• Brief 1:
Translate this sentence from the passage on Internet growth and governance into Spanish: "The Internet is a globally distributed network comprising many voluntarily interconnected autonomous networks."

• Text passage:
☆ ☆ ☆ ☆
Worldwide Internet users 2005 2010 2014a
World population[34] 6.5 billion 6.9 billion 7.2 billion
Not using the Internet 84% 70% 60%
Using the Internet 16% 30% 40%
Users in the developing world 8% 21% 32%
Users in the developed world 51% 67% 78%
a Estimate.
Source: International Telecommunications Union.[35]
The Internet continues to grow, driven by ever greater amounts of online information and knowledge, commerce, entertainment and social networking.[36] During the late 1990s, it was estimated that traffic on the public Internet grew by 100 percent per year, while the mean annual growth in the number of Internet users was thought to be between 20% and 50%.[37] This growth is often attributed to the lack of central administration, which allows organic growth of the network, as well as the non-proprietary nature of the Internet protocols, which encourages vendor interoperability and prevents any one company from exerting too much control over the network.[38] As of 31 March 2011, the estimated total number of Internet users was 2.095 billion (30.2% of world population).[39] It is estimated that in 1993 the Internet carried only 1% of the information flowing through two-way telecommunication, by 2000 this figure had grown to 51%, and by 2007 more than 97% of all telecommunicated information was carried over the Internet.[40]
Governance
Main article: Internet governance
ICANN headquarters in the Playa Vista neighborhood of Los Angeles, California, United States.
The Internet is a globally distributed network comprising many voluntarily interconnected autonomous networks. It operates without a central governing body.
The technical underpinning and standardization of the core protocols (IPv4 and IPv6) is an activity of the Internet Engineering Task Force (IETF), a non-profit organization of loosely affiliated international participants that anyone may associate with by contributing technical expertise.
☆ ☆ ☆ ☆
• Brief 2:
Format the records below as a two-column CSV with the columns "prompt" and "answer", one row per record. Put each value in a single quoted field with line breaks replaced by spaces. Cover only the records starting with the line that contains "Expected: one point per instance of the dark tree" and going on through the line that contains "x=174 y=131".

• Entries from a dataset:
☆ ☆ ☆ ☆
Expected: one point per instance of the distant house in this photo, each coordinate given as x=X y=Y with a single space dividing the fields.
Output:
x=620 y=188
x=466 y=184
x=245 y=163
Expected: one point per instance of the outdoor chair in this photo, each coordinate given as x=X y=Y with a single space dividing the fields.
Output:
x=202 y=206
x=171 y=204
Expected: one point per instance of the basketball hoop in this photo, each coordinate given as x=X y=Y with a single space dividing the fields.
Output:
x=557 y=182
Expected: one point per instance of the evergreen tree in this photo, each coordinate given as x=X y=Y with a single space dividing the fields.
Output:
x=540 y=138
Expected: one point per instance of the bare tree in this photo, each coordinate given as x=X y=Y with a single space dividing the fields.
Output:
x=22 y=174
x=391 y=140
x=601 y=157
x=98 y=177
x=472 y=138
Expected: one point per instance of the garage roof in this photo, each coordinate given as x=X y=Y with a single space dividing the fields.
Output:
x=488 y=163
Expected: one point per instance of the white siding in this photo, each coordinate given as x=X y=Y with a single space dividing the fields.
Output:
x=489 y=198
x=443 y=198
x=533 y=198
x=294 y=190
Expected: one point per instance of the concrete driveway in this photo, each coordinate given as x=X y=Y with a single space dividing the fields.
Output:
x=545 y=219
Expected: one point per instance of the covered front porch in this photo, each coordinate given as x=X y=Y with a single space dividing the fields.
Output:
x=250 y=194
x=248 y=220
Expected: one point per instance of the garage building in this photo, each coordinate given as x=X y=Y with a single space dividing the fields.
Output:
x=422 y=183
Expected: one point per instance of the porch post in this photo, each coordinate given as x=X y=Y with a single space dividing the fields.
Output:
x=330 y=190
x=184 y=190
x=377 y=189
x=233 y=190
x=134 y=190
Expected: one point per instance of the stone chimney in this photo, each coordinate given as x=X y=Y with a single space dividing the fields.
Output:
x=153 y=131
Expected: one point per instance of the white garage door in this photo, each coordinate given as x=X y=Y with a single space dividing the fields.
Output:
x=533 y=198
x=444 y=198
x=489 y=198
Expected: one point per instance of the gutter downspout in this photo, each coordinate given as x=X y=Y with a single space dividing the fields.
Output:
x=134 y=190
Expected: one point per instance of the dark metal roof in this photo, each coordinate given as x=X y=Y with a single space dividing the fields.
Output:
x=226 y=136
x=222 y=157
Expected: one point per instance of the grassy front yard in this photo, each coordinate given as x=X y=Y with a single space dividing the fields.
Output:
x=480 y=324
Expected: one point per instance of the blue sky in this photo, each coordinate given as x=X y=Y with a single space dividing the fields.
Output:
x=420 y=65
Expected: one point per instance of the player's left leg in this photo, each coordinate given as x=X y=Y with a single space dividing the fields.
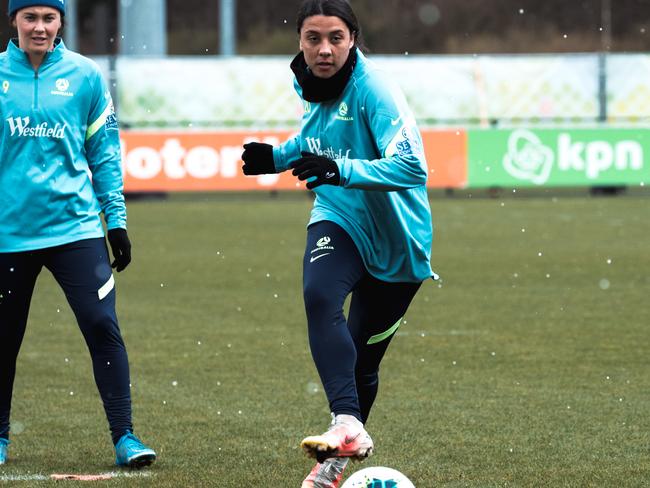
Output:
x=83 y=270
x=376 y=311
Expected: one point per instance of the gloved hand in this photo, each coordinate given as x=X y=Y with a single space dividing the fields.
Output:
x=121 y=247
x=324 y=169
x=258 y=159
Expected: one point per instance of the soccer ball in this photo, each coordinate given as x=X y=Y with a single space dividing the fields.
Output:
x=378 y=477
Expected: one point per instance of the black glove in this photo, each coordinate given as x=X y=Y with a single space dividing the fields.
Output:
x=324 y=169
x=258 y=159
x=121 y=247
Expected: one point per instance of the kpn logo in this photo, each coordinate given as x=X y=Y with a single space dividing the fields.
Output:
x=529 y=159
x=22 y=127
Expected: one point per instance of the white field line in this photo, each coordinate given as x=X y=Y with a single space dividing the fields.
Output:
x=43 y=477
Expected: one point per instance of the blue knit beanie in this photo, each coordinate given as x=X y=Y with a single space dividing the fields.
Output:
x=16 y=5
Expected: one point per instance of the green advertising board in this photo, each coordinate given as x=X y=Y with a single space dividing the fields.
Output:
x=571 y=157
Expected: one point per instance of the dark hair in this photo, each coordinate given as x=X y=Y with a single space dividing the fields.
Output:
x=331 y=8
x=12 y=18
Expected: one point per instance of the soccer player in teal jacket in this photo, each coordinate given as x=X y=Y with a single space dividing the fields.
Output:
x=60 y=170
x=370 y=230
☆ ☆ ☆ ☆
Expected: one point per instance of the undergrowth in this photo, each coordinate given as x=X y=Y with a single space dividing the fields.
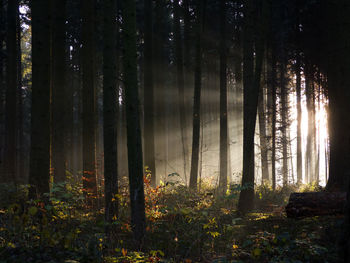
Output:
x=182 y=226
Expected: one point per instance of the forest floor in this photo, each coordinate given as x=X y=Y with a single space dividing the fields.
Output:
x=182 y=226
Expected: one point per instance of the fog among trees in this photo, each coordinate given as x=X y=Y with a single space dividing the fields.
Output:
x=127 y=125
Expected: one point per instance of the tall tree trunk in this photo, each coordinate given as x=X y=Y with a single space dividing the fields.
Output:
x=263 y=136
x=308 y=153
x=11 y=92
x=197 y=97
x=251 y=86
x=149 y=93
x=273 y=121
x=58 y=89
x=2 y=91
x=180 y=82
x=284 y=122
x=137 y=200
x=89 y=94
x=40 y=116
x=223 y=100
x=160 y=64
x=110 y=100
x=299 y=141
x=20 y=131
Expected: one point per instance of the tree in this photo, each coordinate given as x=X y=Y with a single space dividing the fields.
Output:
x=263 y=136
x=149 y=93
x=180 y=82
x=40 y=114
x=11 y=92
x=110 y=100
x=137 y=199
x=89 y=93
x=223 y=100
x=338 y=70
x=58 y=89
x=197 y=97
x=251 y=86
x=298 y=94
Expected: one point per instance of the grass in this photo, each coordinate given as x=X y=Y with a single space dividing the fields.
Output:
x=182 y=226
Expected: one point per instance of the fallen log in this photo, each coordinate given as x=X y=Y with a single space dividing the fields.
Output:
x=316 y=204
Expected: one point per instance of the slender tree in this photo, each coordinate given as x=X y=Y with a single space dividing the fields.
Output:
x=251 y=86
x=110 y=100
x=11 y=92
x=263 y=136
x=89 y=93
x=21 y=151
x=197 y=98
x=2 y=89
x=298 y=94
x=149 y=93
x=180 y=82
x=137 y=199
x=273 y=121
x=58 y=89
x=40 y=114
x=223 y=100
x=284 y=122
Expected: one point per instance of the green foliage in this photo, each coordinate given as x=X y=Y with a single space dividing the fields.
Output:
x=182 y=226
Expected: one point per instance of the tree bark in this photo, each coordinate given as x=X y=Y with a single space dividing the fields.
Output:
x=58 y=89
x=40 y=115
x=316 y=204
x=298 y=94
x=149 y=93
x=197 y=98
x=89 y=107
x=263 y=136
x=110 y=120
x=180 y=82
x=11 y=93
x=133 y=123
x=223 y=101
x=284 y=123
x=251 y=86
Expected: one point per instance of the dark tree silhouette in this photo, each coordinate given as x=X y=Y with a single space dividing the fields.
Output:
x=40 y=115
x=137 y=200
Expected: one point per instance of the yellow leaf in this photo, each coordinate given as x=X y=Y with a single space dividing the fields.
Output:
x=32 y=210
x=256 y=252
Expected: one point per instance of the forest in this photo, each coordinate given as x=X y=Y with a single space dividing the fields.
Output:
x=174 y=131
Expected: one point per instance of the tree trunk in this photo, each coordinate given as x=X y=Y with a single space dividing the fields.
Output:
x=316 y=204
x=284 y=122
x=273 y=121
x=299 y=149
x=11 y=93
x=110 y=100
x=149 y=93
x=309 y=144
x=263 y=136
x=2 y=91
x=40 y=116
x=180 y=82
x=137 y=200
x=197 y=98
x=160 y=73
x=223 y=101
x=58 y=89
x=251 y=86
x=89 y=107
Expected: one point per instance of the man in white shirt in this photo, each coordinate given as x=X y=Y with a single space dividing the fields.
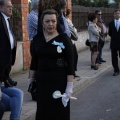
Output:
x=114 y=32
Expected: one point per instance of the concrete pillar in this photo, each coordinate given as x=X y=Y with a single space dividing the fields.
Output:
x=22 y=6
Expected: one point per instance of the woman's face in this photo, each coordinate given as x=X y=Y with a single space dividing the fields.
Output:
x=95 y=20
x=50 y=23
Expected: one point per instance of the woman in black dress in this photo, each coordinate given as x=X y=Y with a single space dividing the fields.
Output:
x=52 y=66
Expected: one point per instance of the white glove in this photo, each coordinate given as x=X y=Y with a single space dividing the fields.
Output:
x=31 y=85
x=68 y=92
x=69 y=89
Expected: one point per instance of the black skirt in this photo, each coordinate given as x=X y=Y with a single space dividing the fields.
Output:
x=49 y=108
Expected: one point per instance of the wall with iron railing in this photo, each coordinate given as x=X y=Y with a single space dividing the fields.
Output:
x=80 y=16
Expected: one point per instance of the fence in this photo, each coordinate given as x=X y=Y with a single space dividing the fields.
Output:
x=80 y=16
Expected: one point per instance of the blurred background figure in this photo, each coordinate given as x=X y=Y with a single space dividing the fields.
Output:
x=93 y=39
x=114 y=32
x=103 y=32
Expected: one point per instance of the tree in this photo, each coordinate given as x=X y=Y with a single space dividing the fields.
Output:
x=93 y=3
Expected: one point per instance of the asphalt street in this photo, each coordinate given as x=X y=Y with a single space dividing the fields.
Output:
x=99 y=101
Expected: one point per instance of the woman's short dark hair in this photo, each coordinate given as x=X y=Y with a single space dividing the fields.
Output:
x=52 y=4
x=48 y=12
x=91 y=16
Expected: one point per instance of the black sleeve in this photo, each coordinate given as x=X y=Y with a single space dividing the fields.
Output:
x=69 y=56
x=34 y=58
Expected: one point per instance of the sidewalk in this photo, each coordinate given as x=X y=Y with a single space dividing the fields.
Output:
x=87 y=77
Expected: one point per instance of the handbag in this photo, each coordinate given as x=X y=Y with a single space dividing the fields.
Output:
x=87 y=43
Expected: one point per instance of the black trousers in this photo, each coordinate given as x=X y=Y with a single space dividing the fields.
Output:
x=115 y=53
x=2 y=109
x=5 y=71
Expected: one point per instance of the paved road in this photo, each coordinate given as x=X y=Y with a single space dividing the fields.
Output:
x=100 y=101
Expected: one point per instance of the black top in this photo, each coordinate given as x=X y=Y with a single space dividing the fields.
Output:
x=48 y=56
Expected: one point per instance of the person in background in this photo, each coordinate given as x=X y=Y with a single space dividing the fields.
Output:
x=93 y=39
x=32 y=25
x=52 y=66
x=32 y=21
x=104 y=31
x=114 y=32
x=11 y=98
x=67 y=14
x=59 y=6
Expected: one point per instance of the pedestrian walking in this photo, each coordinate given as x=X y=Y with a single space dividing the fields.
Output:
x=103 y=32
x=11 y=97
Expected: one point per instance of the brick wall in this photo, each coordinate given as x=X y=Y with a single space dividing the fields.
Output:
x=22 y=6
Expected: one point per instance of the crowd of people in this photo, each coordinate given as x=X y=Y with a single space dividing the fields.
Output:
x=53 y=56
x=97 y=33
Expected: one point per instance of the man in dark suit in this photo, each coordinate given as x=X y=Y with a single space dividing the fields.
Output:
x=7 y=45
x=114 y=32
☆ ☆ ☆ ☆
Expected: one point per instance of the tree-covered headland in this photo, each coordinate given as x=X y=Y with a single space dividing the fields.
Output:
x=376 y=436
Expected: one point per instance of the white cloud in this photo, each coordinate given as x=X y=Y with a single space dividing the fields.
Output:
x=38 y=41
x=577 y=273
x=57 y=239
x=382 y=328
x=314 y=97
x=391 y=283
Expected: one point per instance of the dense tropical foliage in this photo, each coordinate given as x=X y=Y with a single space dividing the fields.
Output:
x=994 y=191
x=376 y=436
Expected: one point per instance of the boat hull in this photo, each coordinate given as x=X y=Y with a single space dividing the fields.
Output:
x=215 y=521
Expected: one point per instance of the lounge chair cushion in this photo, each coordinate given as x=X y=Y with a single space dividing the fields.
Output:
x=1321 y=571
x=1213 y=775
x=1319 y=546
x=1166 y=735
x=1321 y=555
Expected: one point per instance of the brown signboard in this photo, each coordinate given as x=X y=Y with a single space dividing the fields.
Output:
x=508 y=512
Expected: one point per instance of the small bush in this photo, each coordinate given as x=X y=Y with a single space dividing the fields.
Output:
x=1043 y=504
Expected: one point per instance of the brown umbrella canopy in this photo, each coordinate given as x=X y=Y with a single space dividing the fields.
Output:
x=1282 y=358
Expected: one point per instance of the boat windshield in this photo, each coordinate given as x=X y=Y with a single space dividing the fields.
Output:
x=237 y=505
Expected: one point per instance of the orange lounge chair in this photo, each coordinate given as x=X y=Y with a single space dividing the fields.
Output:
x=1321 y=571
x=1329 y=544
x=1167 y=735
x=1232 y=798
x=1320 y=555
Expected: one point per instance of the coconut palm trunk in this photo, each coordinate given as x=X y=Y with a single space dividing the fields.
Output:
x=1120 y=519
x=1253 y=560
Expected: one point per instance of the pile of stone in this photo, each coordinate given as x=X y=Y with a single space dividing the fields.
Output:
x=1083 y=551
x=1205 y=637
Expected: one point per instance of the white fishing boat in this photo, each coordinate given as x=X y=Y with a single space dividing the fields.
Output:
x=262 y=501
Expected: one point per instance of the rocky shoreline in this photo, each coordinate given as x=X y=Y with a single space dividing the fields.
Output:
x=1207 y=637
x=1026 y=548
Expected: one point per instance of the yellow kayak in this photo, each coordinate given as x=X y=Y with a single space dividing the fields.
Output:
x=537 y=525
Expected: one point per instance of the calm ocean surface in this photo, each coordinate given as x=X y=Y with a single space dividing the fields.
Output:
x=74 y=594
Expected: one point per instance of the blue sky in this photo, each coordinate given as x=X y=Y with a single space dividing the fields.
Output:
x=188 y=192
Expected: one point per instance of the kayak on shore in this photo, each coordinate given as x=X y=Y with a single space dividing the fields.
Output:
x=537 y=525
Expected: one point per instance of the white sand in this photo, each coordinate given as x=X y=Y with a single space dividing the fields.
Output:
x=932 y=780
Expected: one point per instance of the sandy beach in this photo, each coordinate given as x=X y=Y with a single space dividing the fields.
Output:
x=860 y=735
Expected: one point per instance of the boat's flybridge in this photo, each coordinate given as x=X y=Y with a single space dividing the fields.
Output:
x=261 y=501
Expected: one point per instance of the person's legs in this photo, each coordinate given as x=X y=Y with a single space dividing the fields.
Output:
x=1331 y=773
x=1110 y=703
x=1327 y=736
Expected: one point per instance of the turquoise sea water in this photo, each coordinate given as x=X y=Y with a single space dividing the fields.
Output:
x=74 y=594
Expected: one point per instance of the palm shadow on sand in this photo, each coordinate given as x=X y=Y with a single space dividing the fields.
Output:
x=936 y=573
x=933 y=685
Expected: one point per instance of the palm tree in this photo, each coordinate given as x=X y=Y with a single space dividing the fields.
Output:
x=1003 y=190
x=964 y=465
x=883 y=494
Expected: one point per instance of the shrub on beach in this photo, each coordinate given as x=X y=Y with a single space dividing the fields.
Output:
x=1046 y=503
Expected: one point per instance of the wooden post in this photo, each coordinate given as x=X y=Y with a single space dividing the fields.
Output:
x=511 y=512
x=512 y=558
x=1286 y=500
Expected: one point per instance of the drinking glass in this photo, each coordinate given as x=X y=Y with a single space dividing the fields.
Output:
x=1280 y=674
☆ ☆ ☆ ☆
• Exercise solution 1:
Internet es una red distribuida globalmente que comprende muchas redes autónomas interconectadas voluntariamente.

• Exercise solution 2:
prompt,answer
"Expected: one point per instance of the dark tree silhouette in this photo, each coordinate given as x=X y=Y with a single space dividing the fields. Output:","x=40 y=115 x=137 y=200"
"Expected: one point per instance of the yellow leaf in this photo, each coordinate given as x=X y=Y with a single space dividing the fields. Output:","x=32 y=210 x=256 y=252"
"Expected: one point per instance of the forest in this photo, each coordinate given as x=X y=Y with a single space dividing the fields. Output:","x=174 y=131"